Find all the lines in the entries below that hold the word "Place" and copy them.

• **Given entries**:
━━━━━━━━
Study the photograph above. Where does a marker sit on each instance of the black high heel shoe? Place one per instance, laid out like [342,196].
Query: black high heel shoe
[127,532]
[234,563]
━━━━━━━━
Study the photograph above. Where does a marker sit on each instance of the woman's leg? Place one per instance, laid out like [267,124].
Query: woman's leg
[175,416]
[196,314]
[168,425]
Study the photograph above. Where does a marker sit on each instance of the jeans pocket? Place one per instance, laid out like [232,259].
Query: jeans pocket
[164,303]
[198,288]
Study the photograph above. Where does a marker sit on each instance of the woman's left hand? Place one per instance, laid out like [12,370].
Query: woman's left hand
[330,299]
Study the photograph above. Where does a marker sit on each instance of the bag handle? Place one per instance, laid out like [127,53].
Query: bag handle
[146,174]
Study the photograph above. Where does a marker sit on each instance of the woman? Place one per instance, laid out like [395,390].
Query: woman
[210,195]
━━━━━━━━
• **Solved problem**:
Study the photograph above. Where does a marker sit on each instance of the black high heel shoe? Place one per instance, laid out like [342,196].
Study the photograph above. Where does a marker sit on each instance of the woman's leg? Place one per instance, laid out like [267,124].
Study the photograph above. Where does a marker sit on each instance of the jeans pocket? Place one per instance, laid out like [232,259].
Study the photograph above. Where does a marker sit on each instance of the woman's left hand? Place one per instance, laid out like [12,370].
Study the photograph above. Where does a marker sit on each instance of the bag handle? Place one per instance, laid out like [127,53].
Study the photograph above. Where does a marker sit on each instance of the woman? Place one per instance, laid out like [395,390].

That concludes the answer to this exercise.